WRITTEN TASK – Rewrite the records below, from the line containing "Might I ask you to point at the elephant tail" through the line containing "point(81, 239)", inclusive, and increase every coordinate in the answer points by 111.

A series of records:

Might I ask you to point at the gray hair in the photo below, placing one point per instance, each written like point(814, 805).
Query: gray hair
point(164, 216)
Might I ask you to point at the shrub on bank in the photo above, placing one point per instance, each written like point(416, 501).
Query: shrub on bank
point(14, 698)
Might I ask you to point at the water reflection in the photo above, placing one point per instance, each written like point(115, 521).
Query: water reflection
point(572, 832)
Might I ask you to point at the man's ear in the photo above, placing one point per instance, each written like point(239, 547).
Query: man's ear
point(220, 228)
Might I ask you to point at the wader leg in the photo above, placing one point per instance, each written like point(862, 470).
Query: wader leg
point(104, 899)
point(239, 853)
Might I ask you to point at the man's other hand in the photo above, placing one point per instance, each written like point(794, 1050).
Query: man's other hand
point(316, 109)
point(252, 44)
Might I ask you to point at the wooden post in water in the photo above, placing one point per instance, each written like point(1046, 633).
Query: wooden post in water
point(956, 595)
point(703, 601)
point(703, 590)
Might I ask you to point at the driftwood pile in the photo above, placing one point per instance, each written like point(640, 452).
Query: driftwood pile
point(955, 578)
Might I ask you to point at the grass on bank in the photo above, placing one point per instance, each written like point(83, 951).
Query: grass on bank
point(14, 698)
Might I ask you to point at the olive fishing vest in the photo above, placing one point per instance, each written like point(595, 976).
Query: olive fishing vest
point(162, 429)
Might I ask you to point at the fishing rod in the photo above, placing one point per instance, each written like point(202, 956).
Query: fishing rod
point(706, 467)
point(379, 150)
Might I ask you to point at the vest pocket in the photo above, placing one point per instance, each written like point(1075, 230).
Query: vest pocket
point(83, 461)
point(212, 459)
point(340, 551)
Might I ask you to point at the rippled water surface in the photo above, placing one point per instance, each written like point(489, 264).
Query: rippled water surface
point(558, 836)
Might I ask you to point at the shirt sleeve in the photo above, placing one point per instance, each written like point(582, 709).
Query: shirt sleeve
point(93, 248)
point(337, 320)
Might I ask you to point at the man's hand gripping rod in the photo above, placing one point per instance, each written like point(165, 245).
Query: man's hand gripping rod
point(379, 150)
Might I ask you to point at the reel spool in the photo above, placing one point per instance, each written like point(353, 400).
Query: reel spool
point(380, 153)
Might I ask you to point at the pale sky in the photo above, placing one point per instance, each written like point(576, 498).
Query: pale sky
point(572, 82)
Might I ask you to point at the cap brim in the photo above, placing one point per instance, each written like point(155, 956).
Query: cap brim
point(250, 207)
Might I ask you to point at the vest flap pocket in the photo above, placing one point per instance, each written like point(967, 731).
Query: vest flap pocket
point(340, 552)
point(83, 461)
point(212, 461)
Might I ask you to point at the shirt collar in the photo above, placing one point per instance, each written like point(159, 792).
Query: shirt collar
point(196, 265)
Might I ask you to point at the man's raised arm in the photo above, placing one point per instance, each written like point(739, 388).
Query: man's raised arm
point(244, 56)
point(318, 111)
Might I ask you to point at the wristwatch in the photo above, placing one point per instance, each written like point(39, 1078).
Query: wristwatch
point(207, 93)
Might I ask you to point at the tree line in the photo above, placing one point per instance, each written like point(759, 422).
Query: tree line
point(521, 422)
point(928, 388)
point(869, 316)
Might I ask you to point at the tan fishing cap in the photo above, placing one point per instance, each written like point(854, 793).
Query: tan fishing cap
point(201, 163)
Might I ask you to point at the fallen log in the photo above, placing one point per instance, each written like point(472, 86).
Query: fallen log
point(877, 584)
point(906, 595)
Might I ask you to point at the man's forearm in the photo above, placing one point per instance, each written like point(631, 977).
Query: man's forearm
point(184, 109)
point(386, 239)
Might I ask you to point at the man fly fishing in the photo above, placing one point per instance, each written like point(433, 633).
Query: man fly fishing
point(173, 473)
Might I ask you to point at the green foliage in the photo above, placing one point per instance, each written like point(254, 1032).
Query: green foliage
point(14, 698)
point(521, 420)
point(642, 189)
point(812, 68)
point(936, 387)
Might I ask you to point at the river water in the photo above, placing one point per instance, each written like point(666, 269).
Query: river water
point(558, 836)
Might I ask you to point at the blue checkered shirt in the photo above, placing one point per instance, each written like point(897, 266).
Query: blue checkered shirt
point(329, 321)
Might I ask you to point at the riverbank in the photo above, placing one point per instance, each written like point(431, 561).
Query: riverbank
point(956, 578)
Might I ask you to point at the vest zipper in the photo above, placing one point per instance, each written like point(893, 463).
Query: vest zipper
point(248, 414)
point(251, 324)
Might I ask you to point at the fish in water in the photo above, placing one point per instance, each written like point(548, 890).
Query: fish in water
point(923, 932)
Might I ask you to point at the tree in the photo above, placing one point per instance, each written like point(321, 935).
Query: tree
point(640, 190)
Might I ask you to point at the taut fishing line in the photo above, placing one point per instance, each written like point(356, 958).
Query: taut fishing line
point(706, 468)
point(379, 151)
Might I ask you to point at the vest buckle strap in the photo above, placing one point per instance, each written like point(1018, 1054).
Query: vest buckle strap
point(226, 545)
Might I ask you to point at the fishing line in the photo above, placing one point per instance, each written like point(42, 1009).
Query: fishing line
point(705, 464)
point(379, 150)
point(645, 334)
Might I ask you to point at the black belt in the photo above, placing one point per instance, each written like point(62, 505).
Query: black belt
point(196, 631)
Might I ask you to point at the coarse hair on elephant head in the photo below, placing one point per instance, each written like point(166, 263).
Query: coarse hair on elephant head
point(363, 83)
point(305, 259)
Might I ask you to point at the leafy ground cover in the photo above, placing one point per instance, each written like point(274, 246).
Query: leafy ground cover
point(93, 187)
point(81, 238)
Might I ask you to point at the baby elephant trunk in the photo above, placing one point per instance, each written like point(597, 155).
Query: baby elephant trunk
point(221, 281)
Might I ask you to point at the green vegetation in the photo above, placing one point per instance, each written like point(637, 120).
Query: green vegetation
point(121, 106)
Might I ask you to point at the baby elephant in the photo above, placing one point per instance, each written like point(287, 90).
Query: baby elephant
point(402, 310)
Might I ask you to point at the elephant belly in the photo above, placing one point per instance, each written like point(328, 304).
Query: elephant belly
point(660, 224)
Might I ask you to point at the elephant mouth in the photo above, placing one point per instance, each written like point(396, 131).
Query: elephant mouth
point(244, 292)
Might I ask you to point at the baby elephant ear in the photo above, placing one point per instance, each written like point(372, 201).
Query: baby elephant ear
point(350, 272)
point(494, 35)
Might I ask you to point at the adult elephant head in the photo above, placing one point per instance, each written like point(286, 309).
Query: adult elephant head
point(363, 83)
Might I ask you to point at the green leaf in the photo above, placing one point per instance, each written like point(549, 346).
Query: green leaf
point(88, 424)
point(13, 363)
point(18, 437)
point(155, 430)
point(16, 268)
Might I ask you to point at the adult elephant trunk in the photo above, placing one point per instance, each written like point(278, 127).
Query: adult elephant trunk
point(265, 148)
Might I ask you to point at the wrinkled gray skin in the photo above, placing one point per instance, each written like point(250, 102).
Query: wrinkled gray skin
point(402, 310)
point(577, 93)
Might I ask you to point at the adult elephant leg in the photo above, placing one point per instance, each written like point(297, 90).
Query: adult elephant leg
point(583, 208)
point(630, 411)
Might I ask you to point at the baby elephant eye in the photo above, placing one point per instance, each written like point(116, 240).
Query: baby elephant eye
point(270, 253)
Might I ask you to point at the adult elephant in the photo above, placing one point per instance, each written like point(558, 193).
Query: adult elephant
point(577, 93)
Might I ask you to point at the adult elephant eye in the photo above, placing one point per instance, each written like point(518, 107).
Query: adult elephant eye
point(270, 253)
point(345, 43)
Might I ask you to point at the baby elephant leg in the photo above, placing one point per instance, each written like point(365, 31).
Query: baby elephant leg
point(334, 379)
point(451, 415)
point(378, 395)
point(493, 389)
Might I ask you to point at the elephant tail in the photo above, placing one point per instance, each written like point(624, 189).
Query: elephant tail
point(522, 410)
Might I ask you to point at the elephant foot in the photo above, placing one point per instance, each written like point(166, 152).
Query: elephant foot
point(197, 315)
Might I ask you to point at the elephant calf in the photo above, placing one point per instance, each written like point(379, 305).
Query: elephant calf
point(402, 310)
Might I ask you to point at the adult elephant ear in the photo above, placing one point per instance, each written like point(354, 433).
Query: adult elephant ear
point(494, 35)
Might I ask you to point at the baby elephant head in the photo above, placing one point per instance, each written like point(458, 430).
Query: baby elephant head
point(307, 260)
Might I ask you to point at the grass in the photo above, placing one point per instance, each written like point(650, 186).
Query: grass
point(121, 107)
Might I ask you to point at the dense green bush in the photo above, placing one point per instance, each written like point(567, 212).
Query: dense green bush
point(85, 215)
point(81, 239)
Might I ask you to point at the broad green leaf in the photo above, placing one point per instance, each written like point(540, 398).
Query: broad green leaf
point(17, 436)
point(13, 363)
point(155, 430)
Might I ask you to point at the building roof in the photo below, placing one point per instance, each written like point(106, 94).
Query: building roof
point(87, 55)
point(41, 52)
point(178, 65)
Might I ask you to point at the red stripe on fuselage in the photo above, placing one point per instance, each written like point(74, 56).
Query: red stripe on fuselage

ANSWER IN FULL –
Might I ask you to point at the elephant tail in the photo above, placing one point per instance, each written like point(624, 189).
Query: elephant tail
point(633, 521)
Might I ask you to point at the elephant foot in the photo above, placing one point per instance, each written like point(166, 152).
Query: elephant foot
point(308, 426)
Might I ask you to point at the elephant calf in the photo above, placing one point per instance, each written like point(379, 305).
Query: elephant calf
point(513, 421)
Might I ask you to point at the adult elephant ear in the photo above, placing one point per instance, each written like point(354, 433).
Query: adult elephant ear
point(605, 146)
Might I ask you to point at the baby elephant head in the photo above, placing one point per instance, each written like point(458, 430).
Query: baby elephant head
point(418, 371)
Might I ask you to point at the grass in the photo above, placing one point per instance, each written like point(650, 186).
Query: grass
point(232, 218)
Might I ask you to point at the dense green bush in the photo above, placing one point per instance, each written like point(567, 212).
Query: dense green bush
point(196, 326)
point(192, 350)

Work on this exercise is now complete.